--- begin Excerpted text ---
Sadna Jumnoodoo then explained the rise of the second and third waves.


 What we are calling the second wave, she said, is characterised by a continuation of the struggle for emancipation, but now for liberation as well, meaning liberation from patriarchy and linking this to the struggle for socialism. The Association that Marlene and I are in, Muvman Liberasyon Fam, is part of this second wave, and it, naturally like many Women’s Associations, is alive and strong until today.


 Our Associations was born in 1976, and was right at the heart of this second wave.


 In fact, for 40 years this year, the Muvman Liberasyon Fam, a nation-wide association – not a neighbourhood one – has kept to our manifesto, and to a coherent program for women’s emancipation and liberation. And what characterises the MLF is its comprehension of the need to oppose and defeat patriarchy (by which we understand the reign of a pyramid-like structure with powerful males at the top dominating the rest) and also, at the same time, struggling against the capitalist system which keeps women in a kind of double submission. We consider ourselves and all women, to be dominated by patriarchy and exploited by capitalism.


 When the MLF was formed, La Ligue Feministe and Association Des Femmes Mauriciennes, already existed. So, why was the MLF created? It was formed because these two existing associations, though considering themselves feminists, for different reasons did not, or could not bring themselves to, oppose the repressive anti-abortion laws.


 After the creation of MLF, there was also the Mauritius Alliance of Women, which was more like the first wave of association but a nationwide association rather than neighbourhood one like the other Women’s Associations.
--- end Excerpted text ---
**Goal a:** List every line of the records that contains the string "forested".
The passage on the women's movement has no connection to the records.
--- begin Data to use ---
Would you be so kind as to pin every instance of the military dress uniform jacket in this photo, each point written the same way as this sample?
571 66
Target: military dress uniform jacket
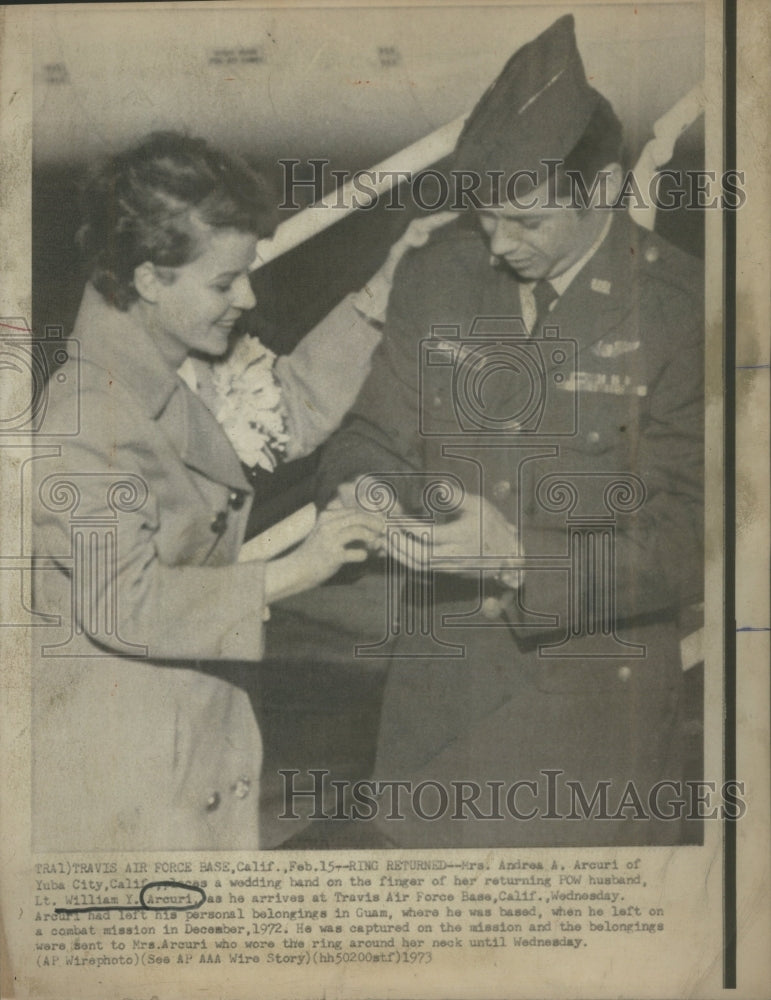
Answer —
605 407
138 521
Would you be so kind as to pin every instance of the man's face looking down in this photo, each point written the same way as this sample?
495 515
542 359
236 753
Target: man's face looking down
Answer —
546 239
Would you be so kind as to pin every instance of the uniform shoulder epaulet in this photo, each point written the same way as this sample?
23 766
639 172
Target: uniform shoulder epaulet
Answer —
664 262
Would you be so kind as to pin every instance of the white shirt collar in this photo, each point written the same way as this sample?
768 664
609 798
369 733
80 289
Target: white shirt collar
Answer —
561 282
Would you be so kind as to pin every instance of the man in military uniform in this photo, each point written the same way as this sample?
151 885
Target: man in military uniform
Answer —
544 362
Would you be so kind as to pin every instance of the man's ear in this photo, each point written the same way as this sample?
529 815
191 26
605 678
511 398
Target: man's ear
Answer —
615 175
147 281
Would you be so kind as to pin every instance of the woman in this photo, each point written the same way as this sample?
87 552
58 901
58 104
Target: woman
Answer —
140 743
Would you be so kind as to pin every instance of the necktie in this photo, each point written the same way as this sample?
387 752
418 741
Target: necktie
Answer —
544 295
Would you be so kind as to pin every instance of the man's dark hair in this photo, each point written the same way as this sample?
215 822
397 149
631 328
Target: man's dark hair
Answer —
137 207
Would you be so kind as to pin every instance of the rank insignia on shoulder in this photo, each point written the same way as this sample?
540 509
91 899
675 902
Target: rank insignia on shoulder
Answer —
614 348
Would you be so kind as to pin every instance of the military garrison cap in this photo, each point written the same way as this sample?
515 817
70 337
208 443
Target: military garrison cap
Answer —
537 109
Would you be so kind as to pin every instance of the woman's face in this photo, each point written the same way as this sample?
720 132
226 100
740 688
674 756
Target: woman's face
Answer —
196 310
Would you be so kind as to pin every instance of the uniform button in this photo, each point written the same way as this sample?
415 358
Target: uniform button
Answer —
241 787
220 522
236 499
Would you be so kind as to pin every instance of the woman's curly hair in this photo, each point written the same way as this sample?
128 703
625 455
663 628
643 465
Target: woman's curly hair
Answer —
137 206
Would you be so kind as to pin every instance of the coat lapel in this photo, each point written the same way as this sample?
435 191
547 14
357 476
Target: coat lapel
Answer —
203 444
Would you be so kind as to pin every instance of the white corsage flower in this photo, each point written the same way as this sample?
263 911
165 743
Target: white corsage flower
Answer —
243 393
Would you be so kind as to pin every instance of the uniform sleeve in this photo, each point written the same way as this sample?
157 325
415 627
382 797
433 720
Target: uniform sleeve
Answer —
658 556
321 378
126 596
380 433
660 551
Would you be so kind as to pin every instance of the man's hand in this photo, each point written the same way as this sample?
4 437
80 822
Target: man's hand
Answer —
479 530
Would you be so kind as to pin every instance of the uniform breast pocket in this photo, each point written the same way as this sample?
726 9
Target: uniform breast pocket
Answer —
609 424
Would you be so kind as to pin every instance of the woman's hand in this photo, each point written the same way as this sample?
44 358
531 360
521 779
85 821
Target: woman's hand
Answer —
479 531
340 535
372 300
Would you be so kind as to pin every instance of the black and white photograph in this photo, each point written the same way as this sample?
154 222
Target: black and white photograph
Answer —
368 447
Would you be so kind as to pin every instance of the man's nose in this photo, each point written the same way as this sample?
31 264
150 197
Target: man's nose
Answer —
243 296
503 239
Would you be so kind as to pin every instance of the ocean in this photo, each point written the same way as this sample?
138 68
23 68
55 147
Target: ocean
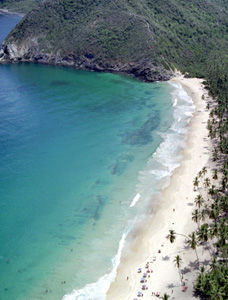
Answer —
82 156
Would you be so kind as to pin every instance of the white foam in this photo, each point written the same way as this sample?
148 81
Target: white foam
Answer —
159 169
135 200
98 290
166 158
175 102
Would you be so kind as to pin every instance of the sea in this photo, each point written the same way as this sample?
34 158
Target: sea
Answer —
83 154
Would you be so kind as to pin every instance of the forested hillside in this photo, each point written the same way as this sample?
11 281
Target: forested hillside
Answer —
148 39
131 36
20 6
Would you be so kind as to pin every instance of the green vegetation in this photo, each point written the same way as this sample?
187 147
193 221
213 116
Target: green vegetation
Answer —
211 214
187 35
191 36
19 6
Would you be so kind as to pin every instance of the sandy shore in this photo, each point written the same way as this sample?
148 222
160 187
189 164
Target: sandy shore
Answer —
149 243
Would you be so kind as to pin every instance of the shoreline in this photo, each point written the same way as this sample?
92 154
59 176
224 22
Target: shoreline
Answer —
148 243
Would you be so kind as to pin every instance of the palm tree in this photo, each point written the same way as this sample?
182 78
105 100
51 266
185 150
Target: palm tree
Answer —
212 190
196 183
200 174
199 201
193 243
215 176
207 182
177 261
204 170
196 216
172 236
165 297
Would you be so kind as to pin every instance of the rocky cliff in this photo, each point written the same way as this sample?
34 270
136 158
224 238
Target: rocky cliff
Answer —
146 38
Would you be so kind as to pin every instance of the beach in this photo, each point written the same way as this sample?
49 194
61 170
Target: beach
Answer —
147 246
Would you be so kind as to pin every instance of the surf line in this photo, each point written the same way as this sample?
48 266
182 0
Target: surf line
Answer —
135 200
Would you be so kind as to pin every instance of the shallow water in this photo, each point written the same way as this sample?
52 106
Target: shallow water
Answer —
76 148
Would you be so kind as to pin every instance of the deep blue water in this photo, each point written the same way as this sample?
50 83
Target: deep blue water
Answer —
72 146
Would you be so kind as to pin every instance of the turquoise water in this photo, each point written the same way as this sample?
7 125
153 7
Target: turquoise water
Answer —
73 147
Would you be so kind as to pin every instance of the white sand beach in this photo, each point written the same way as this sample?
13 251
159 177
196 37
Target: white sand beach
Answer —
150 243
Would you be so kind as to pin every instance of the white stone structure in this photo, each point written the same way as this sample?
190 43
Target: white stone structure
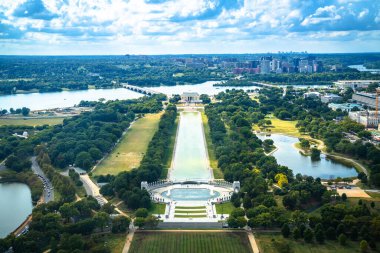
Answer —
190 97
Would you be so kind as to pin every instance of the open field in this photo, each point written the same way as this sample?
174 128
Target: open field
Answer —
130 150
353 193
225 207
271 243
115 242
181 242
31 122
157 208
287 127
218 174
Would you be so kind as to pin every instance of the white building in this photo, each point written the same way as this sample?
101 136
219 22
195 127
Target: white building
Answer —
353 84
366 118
--- end Data to use ---
**Goal b:** Continue the passage on the women's movement from the point where it stops.

**Reply a:**
Would you be so kind as to pin every instance of the forested hillside in this photo, each point written the same way as this sample?
Target: forested hillside

**Reply b:**
 The Domestic Employees Association, a trade union with mostly women members and leadership, and the Federation of Pre-School Playgroups, again with mostly women members and leadership, both became a long-term allies of the MLF.


 So far, all these women’s organizations, or organizations of mainly women, were not “NGOs”.


 During the 1970 s and until the end of the 1980s, we worked in a general agreement amongst women that we were, together, struggling in different ways for emancipation and liberation. And, when necessary, with the greatest of ease, we worked together in Common Fronts. First there was the Fron Komin Organizasyon Fam on the anti-women immigration laws. And later there was a very broad front called Solidarite Fam that existed from 1977 for some 20-25 years, and which was based on a conscious program with very advanced aims.


 Then, towards the end of the 1980s we began to see a few new organizations that called themselves NGOs and that were very different from us, being set up.


 In a way, they were a perverted result of neoliberalism. This was the third wave of women’s organizations in Mauritius, and it was the NGO wave. It has existed alongside the two existing waves. It represents the way in which the capitalist system set about to dissolve women’s rebellion against the system, and to get women to aim at something truly hideous: rising within the patriarchal pyramid, or within its hierarchy. So, women’s NGOs are women’s organizations tamed by neo-liberalism.


 So new women’s organizations, these NGOs, often fail to look at the whole of the women’s question, or women’s struggle, but choose a single issue. This, they will address, as though it were independent of the rest of society. One of the early NGOs was called MAPBIN CHAN, and it was interested only in breast feeding. Another characteristic of NGOs, true for this one too, was that it was not autonomous, but was funded from abroad. It was like a branch of some organization in a developed country. It was run by a Board. Then we got SOS-Femmes which chose to look after battered women. Again, a “single issue”. They also fall into the desperate logic of funding from beyond their own membership – and rely for money on the State, on foreign organizations and even on the private sector, directly.


 In the epoch of this third wave, what happened is that the status quo and particularly the Press, came and gave enormous coverage to this third wave, the NGO wave, and chose their directors as the spokeswomen of the women’s movement. The Press gave very reduced coverage to the first and second wave organizations, that are still here, and that do the real political work. So, this pushing to the forefront of the media of these NGO spokeswomen has gone on for 20 years, thus making out that the women’s movement is only interested in how many women have risen to positions of power within the patriarchal society we live in.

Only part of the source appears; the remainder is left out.